[Entries provided]:
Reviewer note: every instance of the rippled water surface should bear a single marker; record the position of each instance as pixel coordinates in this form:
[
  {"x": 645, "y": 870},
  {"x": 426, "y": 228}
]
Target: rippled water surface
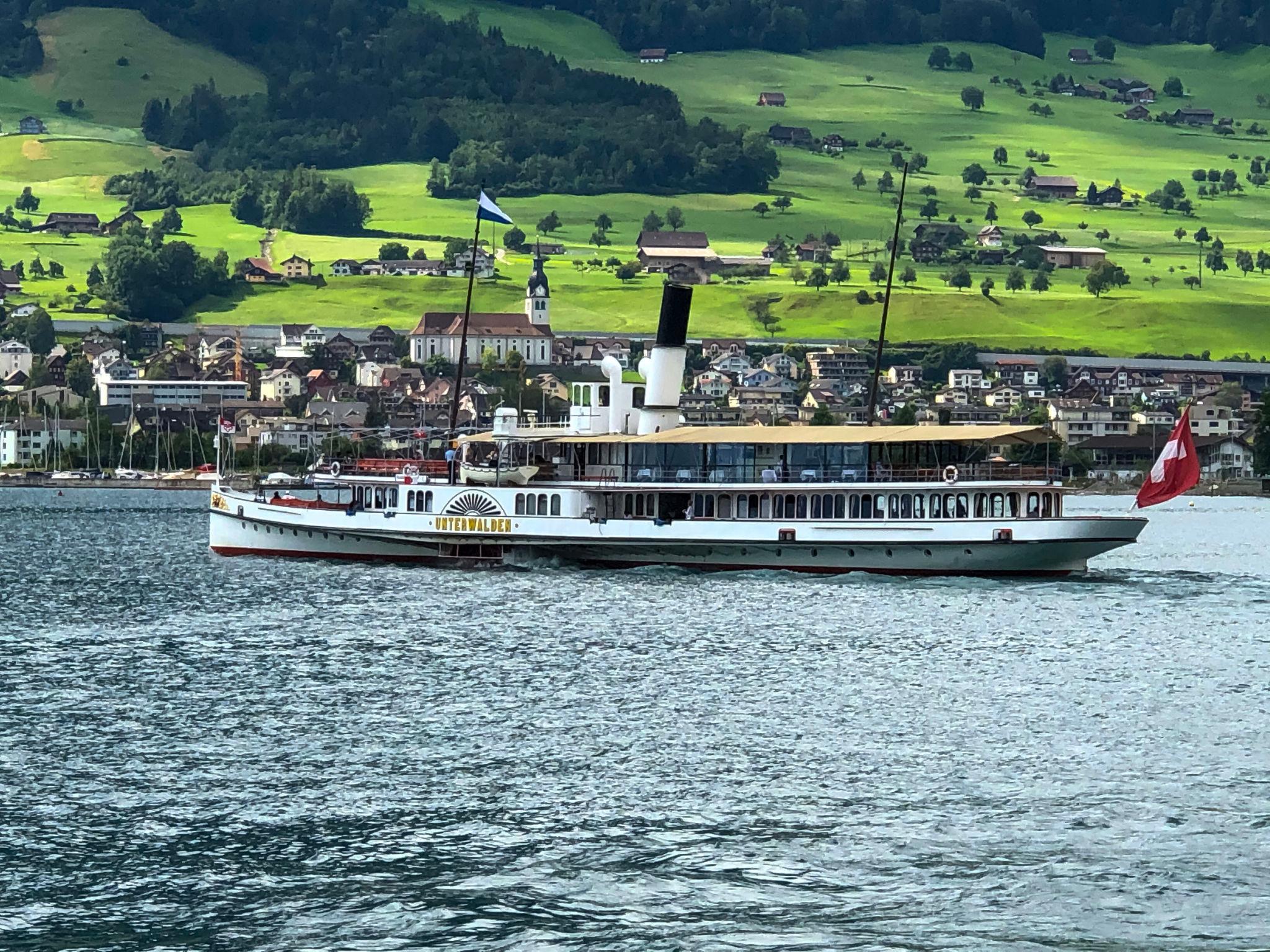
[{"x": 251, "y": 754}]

[Problem statement]: Each entry above needs to be restated without a single word changed; skip the images.

[Result for this exercise]:
Reviewer note: every instance of the rippled water surface should bear a single marker; record the position of each instance as pixel coordinates in this form:
[
  {"x": 645, "y": 870},
  {"x": 426, "y": 228}
]
Target: rippled water surface
[{"x": 251, "y": 754}]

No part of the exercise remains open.